(Records contained in a dataset)
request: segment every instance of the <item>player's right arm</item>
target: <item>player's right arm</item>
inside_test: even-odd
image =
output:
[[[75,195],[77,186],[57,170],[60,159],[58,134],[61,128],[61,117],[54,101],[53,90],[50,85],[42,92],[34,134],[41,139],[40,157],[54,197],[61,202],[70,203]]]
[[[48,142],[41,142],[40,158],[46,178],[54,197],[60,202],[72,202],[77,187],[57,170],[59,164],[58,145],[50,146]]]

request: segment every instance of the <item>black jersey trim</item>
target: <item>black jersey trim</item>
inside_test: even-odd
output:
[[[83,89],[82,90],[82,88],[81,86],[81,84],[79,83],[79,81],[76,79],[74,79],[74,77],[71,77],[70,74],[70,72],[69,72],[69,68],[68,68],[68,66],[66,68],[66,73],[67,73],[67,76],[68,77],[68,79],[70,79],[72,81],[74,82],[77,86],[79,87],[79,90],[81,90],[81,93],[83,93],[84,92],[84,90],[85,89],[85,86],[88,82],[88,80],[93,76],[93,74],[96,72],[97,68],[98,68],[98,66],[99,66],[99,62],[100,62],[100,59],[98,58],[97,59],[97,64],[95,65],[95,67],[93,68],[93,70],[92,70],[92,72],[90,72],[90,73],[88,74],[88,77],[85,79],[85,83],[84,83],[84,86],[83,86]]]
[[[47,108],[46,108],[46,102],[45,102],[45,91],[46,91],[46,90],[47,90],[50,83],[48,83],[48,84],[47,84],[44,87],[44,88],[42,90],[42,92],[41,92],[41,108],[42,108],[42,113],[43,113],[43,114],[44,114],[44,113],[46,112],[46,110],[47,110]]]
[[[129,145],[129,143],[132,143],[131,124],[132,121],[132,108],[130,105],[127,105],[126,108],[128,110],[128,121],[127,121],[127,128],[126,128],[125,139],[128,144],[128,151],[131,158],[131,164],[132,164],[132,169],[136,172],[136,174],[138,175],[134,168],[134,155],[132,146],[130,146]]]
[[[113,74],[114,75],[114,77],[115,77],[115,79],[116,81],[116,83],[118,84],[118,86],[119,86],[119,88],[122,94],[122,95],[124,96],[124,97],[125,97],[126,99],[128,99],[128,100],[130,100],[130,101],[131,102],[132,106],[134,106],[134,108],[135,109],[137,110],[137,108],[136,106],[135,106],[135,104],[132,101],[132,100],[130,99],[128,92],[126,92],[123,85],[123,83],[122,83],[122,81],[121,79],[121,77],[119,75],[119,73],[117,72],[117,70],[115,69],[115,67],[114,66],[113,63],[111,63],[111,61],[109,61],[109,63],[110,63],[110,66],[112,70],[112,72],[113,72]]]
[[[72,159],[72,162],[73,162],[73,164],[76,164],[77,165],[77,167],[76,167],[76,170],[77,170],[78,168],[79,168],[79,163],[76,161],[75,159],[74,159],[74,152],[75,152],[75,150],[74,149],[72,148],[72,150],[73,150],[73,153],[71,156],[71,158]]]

* _WRITTEN INSTRUCTION_
Return every line of the records that contains the word "right", matching case exactly.

* _RESPONSE_
request: segment every instance of the <item>player's right arm</item>
target: <item>player's right arm</item>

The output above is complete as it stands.